Il sangue degli operai della Miteni è avvelenato. E lo è molto di più

Venerdì 24 Febbraio 2017
Il sangue degli operai della Miteni è avvelenato. E lo è molto di più degli abitanti della zona in cui si trova la fabbrica ritenuta la maggiore responsabile dell'inquinamento da Pfas. Così risulta da uno studio compiuto su un gruppo di 415 lavoratori nei quali è stata riscontrata una presenza di Pfoa (acido perlfluoro ottanico) dai 5 ai 10mila nanogrammi per grammo di sangue contro la media di 70 nanogrammi che era risultata dal campione di abitanti, esaminato l'anno scorso dall'Istituto superiore di sanità.
Il dato è stato reso pubblico ieri, all'ospedale San Giovanni e Paolo di Venezia, a conclusione del convegno internazionale organizzato dalla Regione Veneto, con l'Istituto superiore di sanità e l'Oms, per lanciare uno studio epidemiologico sulla popolazione veneta esposta a sostanze perfluoroalchiliche (Pfas). Dopo aver esaminato valori di contaminazione ed effetti sulla salute di 85mila residenti nei comuni contaminati del Vicentino, dai 14 ai 65 anni, il convegno ha analizzato lo studio effettuato da due esperti della Regione Veneto, Enzo Merler e Paolo Girardi che ha preso in esame un campione misto di 415 dipendenti sul totale di 600, di genere maschile, al lavoro da più di un anno e assunti prima del 2004. «Abbiamo notato che il gruppo di addetti all'industria chimica ha spiegato Merler giovani con una importante componente con alto livello di educazione, che non fuma mai in azienda, non presenta uno stato migliore di altri, ed è assolutamente più marcato nei dipendenti esposti al Pfoa. Nel gruppo di 75 addetti al Pfoa in particolare registriamo un numero importante di tumori al fegato (triplicato) e cirrosi epatica (+400 per cento), nonché un aumento di mortalità da diabete (+6,9 per cento) e da ipertensione (+7 per cento) rispetto al resto della popolazione». Lo studio ha anche messo in evidenza come dal 2004 al 2012 non siano calate le concentrazioni di Pfoa nel sangue dei lavoratori, mantenendosi sempre tra i 5 e i 10 mila nanogrammi per grammo. «Essendo l'emivita di queste sostanze chimiche di 5 anni ha detto Girardi questi lavoratori, anche se non più esposti, non riusciranno mai ad avere concentrazioni simili a quelle della popolazione mai esposta a Pfas».
※
Attività 1 >> Ricopia dall'articolo sugli operai della Miteni il tratto che va da "Venerdì 24 Febbraio" fino a "superiore di sanità.".
Attività 2 >>
Rispondi alle domande seguenti in base all'articolo sugli operai della Miteni.
(a) Di quanti lavoratori era composto il gruppo sottoposto allo studio?
(b) In quale ospedale è stato reso pubblico il dato?
(c) Quale emivita delle sostanze chimiche indica Girardi?

Dati da analizzare >>
※
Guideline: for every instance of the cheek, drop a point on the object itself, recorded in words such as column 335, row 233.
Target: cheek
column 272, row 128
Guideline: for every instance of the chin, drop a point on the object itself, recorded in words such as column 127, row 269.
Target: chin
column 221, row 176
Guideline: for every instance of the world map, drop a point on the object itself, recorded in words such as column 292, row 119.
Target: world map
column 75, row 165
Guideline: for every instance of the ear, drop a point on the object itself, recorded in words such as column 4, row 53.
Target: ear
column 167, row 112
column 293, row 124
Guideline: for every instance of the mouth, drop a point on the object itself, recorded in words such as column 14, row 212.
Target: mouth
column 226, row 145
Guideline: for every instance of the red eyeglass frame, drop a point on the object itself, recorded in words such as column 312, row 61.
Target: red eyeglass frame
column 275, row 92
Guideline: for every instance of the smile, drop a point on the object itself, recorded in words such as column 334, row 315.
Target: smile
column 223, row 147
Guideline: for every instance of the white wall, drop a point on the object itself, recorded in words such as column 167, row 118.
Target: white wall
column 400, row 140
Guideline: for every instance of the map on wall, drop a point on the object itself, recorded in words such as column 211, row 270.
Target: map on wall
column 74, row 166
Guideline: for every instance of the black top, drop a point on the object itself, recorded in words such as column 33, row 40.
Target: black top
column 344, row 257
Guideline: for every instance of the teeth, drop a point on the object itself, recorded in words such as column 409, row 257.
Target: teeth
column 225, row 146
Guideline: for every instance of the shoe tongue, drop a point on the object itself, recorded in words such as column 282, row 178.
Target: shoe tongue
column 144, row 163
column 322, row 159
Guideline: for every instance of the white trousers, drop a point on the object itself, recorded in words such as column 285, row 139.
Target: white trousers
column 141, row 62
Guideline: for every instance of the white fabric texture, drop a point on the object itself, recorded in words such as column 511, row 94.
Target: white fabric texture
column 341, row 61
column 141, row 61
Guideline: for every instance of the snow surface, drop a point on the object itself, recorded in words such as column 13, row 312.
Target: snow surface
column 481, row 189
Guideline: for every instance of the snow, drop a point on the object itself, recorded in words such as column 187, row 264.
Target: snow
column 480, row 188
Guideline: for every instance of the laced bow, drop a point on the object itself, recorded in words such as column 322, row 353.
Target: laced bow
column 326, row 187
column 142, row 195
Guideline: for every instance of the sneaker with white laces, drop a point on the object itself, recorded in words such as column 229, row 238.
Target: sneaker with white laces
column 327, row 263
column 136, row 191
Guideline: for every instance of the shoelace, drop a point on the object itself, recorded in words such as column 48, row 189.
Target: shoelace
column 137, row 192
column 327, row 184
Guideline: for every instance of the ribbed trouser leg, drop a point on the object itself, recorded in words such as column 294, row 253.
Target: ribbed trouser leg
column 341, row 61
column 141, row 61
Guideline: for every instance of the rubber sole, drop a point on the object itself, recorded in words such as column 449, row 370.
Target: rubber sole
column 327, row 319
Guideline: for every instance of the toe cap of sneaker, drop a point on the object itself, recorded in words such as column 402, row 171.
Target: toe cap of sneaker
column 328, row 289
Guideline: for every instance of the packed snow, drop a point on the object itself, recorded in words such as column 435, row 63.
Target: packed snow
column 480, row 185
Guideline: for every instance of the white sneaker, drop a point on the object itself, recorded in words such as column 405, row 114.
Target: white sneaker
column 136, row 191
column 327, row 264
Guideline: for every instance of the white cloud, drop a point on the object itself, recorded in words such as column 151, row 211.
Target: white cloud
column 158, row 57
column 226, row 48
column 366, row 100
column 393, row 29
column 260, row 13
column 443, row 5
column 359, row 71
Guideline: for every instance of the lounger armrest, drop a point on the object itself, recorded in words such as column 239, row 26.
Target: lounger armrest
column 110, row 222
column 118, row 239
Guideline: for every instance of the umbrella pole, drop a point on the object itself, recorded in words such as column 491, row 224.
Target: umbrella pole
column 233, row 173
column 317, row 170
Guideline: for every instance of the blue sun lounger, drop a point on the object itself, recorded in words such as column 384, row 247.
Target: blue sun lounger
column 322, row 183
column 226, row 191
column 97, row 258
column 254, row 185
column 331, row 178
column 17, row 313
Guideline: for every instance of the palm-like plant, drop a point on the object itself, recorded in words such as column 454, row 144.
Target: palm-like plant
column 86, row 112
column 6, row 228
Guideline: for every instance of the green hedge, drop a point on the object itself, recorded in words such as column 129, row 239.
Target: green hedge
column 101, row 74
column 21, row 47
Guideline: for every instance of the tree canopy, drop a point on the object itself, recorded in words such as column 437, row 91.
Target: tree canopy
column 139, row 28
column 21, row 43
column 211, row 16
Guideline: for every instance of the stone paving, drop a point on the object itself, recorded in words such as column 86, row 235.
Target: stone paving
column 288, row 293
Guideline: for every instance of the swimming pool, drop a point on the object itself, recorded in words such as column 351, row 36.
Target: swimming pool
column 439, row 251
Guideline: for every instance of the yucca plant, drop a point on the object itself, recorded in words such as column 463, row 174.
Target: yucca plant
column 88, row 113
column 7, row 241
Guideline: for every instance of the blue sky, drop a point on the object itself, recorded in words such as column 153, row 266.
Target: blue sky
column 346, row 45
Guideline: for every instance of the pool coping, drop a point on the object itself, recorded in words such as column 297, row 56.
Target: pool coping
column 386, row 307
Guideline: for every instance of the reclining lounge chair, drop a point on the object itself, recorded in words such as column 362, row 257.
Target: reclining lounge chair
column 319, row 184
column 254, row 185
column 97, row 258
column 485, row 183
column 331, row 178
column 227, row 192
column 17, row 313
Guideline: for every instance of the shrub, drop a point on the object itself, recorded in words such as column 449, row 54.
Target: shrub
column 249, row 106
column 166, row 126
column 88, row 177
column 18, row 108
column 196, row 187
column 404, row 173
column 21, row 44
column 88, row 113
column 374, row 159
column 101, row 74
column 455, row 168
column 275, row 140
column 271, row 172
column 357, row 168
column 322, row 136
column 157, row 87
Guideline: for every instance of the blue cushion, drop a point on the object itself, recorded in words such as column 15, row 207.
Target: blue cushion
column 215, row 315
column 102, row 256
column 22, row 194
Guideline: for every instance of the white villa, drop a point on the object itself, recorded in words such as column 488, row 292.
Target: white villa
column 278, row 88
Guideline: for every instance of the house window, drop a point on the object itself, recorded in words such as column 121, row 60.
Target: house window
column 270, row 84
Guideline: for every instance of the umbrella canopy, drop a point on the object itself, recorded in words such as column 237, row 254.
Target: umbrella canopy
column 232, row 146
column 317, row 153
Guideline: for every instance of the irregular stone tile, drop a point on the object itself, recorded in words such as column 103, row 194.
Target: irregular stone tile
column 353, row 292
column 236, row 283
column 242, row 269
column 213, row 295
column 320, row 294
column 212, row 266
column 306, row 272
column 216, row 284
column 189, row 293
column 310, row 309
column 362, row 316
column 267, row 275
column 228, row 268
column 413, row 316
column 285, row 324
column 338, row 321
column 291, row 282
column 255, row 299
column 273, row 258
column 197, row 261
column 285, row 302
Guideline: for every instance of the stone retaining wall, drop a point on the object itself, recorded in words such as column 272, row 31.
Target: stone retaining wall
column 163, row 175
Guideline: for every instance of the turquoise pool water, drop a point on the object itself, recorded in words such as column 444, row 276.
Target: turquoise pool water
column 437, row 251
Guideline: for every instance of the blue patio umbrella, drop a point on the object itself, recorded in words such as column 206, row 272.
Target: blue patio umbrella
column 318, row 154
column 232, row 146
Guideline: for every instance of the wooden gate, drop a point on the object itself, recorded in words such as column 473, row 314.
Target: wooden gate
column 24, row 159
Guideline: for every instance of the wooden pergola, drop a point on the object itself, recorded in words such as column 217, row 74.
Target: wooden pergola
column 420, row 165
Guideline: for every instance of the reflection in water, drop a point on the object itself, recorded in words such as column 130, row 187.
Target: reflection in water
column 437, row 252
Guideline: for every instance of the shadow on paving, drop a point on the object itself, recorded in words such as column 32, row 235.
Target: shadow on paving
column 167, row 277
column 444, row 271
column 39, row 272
※
Risposta scritta 1 >>
Venerdì 24 Febbraio 2017
Il sangue degli operai della Miteni è avvelenato. E lo è molto di più degli abitanti della zona in cui si trova la fabbrica ritenuta la maggiore responsabile dell'inquinamento da Pfas. Così risulta da uno studio compiuto su un gruppo di 415 lavoratori nei quali è stata riscontrata una presenza di Pfoa (acido perlfluoro ottanico) dai 5 ai 10mila nanogrammi per grammo di sangue contro la media di 70 nanogrammi che era risultata dal campione di abitanti, esaminato l'anno scorso dall'Istituto superiore di sanità.

Risposta scritta 2 >>
(a) 415 lavoratori.
(b) All'ospedale San Giovanni e Paolo di Venezia.
(c) 5 anni.